Check each line of the data, and copy those where "link" appears.

* * * *

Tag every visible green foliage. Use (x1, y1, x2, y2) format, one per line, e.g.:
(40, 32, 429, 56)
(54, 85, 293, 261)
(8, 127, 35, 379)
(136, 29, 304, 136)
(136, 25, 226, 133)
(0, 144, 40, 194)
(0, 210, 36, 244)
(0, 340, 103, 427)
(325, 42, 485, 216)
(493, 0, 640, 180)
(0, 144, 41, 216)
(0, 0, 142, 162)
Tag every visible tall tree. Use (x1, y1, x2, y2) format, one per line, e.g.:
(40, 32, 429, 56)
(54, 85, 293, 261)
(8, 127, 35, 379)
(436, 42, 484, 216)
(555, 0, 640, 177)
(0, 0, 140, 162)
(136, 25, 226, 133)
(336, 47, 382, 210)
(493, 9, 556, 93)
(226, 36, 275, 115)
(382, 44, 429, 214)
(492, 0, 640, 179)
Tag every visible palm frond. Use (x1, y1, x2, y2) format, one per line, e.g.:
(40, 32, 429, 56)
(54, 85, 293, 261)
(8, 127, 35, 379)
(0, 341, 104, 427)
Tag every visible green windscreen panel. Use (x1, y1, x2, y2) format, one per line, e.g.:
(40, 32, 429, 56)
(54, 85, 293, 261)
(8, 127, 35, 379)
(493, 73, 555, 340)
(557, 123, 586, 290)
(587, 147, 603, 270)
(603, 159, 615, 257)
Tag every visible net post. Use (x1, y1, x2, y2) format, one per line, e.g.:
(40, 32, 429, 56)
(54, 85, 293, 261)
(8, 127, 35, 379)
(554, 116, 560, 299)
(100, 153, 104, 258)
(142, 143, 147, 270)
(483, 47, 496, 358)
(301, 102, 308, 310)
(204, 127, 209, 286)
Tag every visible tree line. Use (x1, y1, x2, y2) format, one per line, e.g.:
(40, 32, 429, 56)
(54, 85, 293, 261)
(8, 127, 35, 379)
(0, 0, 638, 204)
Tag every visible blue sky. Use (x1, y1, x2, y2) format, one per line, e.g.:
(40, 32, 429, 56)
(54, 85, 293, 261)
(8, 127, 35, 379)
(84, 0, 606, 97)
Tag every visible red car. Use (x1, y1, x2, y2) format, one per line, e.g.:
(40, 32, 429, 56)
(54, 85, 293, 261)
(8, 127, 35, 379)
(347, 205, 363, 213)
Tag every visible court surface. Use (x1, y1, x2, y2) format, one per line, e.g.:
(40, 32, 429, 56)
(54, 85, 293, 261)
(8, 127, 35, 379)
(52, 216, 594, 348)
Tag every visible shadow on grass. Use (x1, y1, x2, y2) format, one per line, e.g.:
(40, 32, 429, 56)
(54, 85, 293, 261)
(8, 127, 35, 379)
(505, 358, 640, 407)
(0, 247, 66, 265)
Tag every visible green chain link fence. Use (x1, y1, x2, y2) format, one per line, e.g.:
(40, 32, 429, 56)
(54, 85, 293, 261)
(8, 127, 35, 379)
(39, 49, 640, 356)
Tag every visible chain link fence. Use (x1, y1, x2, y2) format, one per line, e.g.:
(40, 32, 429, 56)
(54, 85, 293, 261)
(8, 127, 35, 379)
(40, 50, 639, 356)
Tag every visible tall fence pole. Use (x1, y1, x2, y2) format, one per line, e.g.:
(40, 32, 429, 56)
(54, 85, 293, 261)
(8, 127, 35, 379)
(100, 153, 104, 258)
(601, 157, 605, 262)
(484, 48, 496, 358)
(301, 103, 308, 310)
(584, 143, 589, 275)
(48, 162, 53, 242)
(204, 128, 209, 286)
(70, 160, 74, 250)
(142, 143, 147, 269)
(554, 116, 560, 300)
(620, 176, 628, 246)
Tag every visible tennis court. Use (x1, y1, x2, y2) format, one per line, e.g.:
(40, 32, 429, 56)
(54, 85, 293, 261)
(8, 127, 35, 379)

* * * *

> Response to this exercise:
Tag every visible green chain link fence. Use (x1, y1, x2, y2) format, one per line, e.g.:
Tag every visible chain link fence. Use (x1, y1, x2, y2) format, one per line, e.g.:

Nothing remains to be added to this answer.